*Passage given*:
########

Yang Zi, director of My Other Home (COURTESY OF HAIRUN MOVIE & TV PRODUCTION CO.)
From a faceless Brooklyn boy who was the sixth among seven siblings, Stephon Marbury achieved fame due to his prowess as a basketball player. From the NBA, he switched gears in 2010 to pursue his career in China, winning three Chinese Basketball Association (CBA) championships with Beijing Ducks and being hailed as the greatest foreign player ever to play in the CBA. A Chinese green card holder, he has also been honored by the Beijing authorities as one of the Top 10 Model Citizens for his philanthropic work in China. The 40-year-old's biopic, My Other Home, directed by Chinese filmmaker Yang Zi, will be hitting the screens on August 4 with Marbury playing himself in the film. Before the premiere of the film, Yang talked to Beijing Review reporter Lu Yan about the maverick movie that combines both Chinese and foreign elements.
Beijing Review: You also wrote the screenplay for My Other Home. How did you get the idea for the film?
Yang Zi: Stephon Marbury has won phenomenal victories for Beijing's basketball team and it's a story worth telling on the silver screen.
The project was supported by the Beijing Municipal Government and Beijing Municipal Bureau of Sports and funded by Hairun Movie & TV Production Co. At first, they considered using a Hollywood scriptwriter since it's a story about a foreigner, thinking it might make the film more international. But then they realized that foreign scriptwriters may not have a good understanding of a story unfolding in China, or the cultural differences Marbury faced. So they found me, a Chinese scriptwriter who had lived abroad.
Initially, I worked as a consultant, but as I dug deeper into the story, I was touched by it and put forward some ideas of my own. I was then asked to write the first draft, which met the needs of the production team and producers.
In this sense, the film has been created by multiple parties who want to show the audience, not just basketball fans, a story of sacrifice, teamwork and friendship, and a story of a group of people dealing with difficulties on their way to realizing their dream.
How did you hit upon the different English and Chinese titles?
My Other Home came from Marbury. It's to the point since the film is about him going to an exotic land to fight for his dream. The original Chinese title was A New Yorker in Beijing but when we finished the film, we realized the story is not entirely about this one basketball player. The Marbury in the final Chinese title I Am Marbury represents sportsmanship, persistence and team spirit. When a man's career hits rock bottom, how does he recover and climb up to the top again? This is what we want to tell the audience.

########

*Raw records*:
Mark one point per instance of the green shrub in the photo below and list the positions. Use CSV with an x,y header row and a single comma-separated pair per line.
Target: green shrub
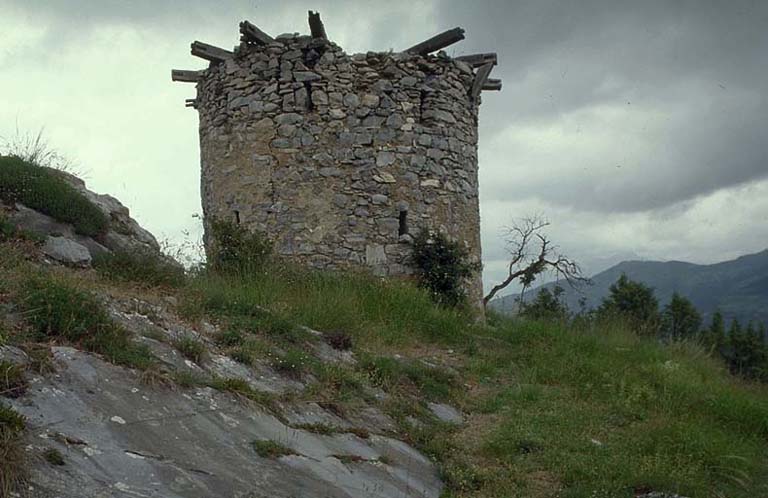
x,y
192,349
43,190
10,420
144,267
271,449
12,381
53,456
57,309
389,373
13,466
442,266
293,362
235,250
7,229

########

*Written task*:
Reproduce word for word the stretch of the Marbury film interview above that begins at "The project was" and ends after "team and producers.".

*Output for this exercise*:
The project was supported by the Beijing Municipal Government and Beijing Municipal Bureau of Sports and funded by Hairun Movie & TV Production Co. At first, they considered using a Hollywood scriptwriter since it's a story about a foreigner, thinking it might make the film more international. But then they realized that foreign scriptwriters may not have a good understanding of a story unfolding in China, or the cultural differences Marbury faced. So they found me, a Chinese scriptwriter who had lived abroad.
Initially, I worked as a consultant, but as I dug deeper into the story, I was touched by it and put forward some ideas of my own. I was then asked to write the first draft, which met the needs of the production team and producers.